▶ _What the task requires_
Below are lines of data; restate word for word those running from the line containing "Target: floral patterned armchair" to the line containing "[locate] terracotta floor", inclusive, and no others.

____ Provided data

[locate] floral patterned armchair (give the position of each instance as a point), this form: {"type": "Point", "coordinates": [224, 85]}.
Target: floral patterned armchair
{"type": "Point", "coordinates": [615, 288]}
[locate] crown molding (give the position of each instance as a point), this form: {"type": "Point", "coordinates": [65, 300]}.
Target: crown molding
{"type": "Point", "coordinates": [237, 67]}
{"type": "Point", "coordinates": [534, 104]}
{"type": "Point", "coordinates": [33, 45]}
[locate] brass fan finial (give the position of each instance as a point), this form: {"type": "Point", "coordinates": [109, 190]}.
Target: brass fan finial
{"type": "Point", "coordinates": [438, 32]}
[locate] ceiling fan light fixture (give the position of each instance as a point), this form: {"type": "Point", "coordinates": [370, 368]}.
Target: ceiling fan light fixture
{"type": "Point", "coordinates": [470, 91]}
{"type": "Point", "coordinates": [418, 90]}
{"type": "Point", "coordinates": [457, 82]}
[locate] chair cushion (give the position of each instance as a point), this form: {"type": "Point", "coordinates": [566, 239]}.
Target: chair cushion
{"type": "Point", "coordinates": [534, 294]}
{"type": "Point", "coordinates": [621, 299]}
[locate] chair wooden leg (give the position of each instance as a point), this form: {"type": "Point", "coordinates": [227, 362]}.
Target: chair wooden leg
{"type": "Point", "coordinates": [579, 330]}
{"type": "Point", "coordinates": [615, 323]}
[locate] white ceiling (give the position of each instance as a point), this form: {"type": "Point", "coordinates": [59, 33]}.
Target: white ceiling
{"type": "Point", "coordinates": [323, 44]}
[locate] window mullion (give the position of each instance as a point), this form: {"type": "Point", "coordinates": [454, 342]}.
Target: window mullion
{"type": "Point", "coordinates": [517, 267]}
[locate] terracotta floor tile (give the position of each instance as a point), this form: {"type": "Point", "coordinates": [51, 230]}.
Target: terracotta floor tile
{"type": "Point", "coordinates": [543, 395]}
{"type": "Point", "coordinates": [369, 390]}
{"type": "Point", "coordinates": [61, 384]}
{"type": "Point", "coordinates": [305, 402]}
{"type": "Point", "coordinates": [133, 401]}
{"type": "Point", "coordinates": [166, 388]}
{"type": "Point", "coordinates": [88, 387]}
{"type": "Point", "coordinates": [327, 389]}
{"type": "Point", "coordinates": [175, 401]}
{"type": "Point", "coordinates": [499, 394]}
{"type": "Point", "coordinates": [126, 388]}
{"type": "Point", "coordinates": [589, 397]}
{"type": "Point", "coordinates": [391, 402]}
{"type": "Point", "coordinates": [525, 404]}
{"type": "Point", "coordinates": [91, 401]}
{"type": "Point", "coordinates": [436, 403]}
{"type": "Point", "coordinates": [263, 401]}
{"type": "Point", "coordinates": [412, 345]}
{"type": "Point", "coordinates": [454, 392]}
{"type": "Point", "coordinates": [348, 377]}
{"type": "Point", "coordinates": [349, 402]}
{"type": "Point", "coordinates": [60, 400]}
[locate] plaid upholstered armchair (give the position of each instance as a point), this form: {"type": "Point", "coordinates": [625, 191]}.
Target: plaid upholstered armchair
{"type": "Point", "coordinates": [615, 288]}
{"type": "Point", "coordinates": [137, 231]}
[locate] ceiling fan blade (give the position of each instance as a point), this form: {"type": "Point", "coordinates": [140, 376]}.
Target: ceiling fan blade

________

▶ _Answer space_
Target: floral patterned armchair
{"type": "Point", "coordinates": [615, 288]}
[locate] crown molding (give the position of each instance as a point), this form: {"type": "Point", "coordinates": [65, 300]}.
Target: crown molding
{"type": "Point", "coordinates": [237, 67]}
{"type": "Point", "coordinates": [534, 104]}
{"type": "Point", "coordinates": [33, 45]}
[locate] brass fan finial (give the position of each instance as a point), this form: {"type": "Point", "coordinates": [109, 190]}.
Target: brass fan finial
{"type": "Point", "coordinates": [438, 32]}
[locate] ceiling fan light fixture (give the position of each instance as a point), this form: {"type": "Point", "coordinates": [370, 368]}.
Target: ceiling fan light fixture
{"type": "Point", "coordinates": [470, 91]}
{"type": "Point", "coordinates": [418, 90]}
{"type": "Point", "coordinates": [457, 82]}
[locate] chair cushion (give the position of each instance as a point), this form: {"type": "Point", "coordinates": [566, 239]}.
Target: chair cushion
{"type": "Point", "coordinates": [534, 294]}
{"type": "Point", "coordinates": [621, 299]}
[locate] chair wooden leg (give the position of each instance as a point), this form: {"type": "Point", "coordinates": [227, 362]}.
Target: chair wooden leg
{"type": "Point", "coordinates": [579, 330]}
{"type": "Point", "coordinates": [615, 323]}
[locate] white ceiling (give the position of each instance as a point), this form: {"type": "Point", "coordinates": [59, 33]}.
Target: white ceiling
{"type": "Point", "coordinates": [323, 44]}
[locate] window mullion (give the position of each instance as a point), this form: {"type": "Point", "coordinates": [454, 342]}.
Target: window mullion
{"type": "Point", "coordinates": [517, 267]}
[locate] terracotta floor tile (give the position of each instance as a point), this form: {"type": "Point", "coordinates": [51, 230]}.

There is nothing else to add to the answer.